§ **TEXT**:

What We're Watching: Brazil's specific COVID challenges, Biden's Iran test, India's COVID budget

Municipal health workers walk along the Solimoes river banks, where Ribeirinhos (river dwellers) live, before applying the AstraZeneca/Oxford vaccine for the coronavirus disease (COVID-19) to the residents, in Manacapuru, Amazonas state, Brazil, February 1, 2021.

Brazil's COVID nightmare: President Jair Bolsonaro's pandemic leadership in Brazil has been characterized by denial and incompetence, leading to the world's second highest death toll behind the US. But why is Brazil's COVID experience so bad even in a year of global catastrophe? First, the new strain out of Brazil, which mutated because the virus was allowed to run rampant, might be changing the pandemic's trajectory in a big way, experts say. Second, in the hard-hit city of Manaus in the Amazon rainforest, which was thought to have developed high levels of immunity because of a massive outbreak last year, many people are now getting reinfected and becoming very sick. Hospitals in Manaus are again inundated, and people are dying simply because there isn't enough oxygen support to go around. Additionally, in playing down the virus' severity and employing a lax approach to vaccine procurement, Bolsonaro cost the country precious time: Brazil now has 6 million doses handy, enough to vaccinate just 3 million people out of a population of 213 million. Yet the president is still sowing fear and doubt: "If you turn into a crocodile, that's your problem," he said about why he's not getting vaccinated.

Biden's Iran challenge: The Biden administration has made clear that reining in Iran's nuclear ambitions is a foreign policy priority. But how — and when — to begin serious dialogue with the regime remains to be seen. While US Secretary of State Antony Blinken believes in re-engagement because he says Iran has a breakout time (the time needed to ramp up uranium enrichment to make a nuclear weapon) of about "three to four months," Blinken, a moderate, also remains cautious. He argues that rejoining the 2015 nuclear deal "would take some time" and depends on Tehran's willingness to comply with the JCPOA provisions. But Biden's National Security Adviser Jake Sullivan recently seemed to suggest a speedier timeline, citing the urgency of curtailing Iran's bellicose behavior and nuclear program, which have ramped up in recent months. The UN's nuclear watchdog has estimated that Iran's stockpile of enriched uranium had risen 10 times more than that allowed under the deal's terms (3.67 percent) to about 20 percent. Clearly, managing the situation with Iran is the Biden administration's first major foreign policy test.

§ **MATERIAL SHOWN**:
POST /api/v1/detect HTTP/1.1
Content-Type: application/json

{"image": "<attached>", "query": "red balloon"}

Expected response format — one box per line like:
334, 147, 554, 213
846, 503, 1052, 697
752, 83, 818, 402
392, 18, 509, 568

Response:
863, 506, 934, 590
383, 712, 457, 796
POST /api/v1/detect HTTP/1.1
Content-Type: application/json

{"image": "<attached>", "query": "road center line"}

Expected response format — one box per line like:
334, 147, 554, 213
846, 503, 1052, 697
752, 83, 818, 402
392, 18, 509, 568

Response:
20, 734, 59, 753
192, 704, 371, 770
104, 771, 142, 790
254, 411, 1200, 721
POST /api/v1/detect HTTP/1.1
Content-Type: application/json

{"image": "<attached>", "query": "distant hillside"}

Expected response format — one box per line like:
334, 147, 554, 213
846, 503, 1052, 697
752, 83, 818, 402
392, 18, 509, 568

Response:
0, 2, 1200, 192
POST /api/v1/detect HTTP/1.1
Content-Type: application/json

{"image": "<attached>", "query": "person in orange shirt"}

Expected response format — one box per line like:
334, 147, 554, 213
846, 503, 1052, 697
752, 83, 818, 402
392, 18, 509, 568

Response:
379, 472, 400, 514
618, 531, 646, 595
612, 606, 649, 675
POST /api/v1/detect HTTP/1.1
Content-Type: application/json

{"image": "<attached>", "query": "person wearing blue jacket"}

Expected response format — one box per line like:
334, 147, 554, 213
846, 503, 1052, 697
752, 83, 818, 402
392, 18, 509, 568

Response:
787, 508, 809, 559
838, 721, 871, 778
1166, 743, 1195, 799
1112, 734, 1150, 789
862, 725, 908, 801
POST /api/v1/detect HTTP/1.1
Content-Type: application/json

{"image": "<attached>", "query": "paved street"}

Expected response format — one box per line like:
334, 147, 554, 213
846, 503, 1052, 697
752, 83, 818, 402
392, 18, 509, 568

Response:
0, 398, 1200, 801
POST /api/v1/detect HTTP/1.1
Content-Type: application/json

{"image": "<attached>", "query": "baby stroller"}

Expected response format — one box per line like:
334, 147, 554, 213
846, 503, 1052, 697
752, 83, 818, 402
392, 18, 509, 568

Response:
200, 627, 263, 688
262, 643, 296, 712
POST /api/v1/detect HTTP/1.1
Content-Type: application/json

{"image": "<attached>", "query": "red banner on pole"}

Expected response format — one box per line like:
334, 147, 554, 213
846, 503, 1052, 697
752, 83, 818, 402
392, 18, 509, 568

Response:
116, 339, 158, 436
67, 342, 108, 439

§ **PROBLEM DETAILS**: In the news roundup, what breakout time does Antony Blinken say Iran has? The items have no connection to the text.

§ **RESPONSE TO THE EXERCISE**: About three to four months.